Given passage ▸

# Custom or Replacement Camper/RV Cushions



## zigzag (Jan 27, 2009)

I recently purchased a 1969 Rica camper for the deer camp here on Woody’s. I’m remodeling it and needed cushions for the table / bed. I searched for weeks on the internet and the pricing was astronomical from RV dealers, supply houses, and upholstery shops. Just before giving up and a final Google search, I found a lady in Mississippi (Susan Kennedy)that will make the cushions or replacement covers for very reasonable prices. I don’t know if this is a proper place to post this and I am in no way connected to this individual, but after all the trouble I had finding replacement/custom cushions, I thought I would pass on the information. 

http://thekennedys.home.tsixroads.com

I think the cushions she made for me look better than the ones she has posted. Heavy furniture grade upholstery and you pick the color from the options she has.

Tell her Bill from Georgia sent you!!


----------



## georgia357 (Jan 31, 2009)

That's some good information to know.  Thanks for posting.  Do you have any pictures of yours?


----------



## zigzag (Feb 3, 2009)

georgia_357 said:


> That's some good information to know.  Thanks for posting.  Do you have any pictures of yours?



I can post some this weekend.


----------

Data ▸

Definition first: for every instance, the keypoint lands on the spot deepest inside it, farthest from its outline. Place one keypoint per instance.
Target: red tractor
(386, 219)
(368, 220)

Required actions ▸
1) Answer these questions using the camper cushion thread.
(a) What year is the Rica camper that zigzag bought?
(b) In which state does the woman who makes the cushions live?
(c) When did zigzag say pictures could be posted?
2) Copy the section of the camper cushion thread that opens with the words containing "## zigzag (Feb" and closes with "some this weekend.".

Answers per task ▸
1)
(a) 1969
(b) Mississippi
(c) This weekend

2)
## zigzag (Feb 3, 2009)

georgia_357 said:


> That's some good information to know.  Thanks for posting.  Do you have any pictures of yours?



I can post some this weekend.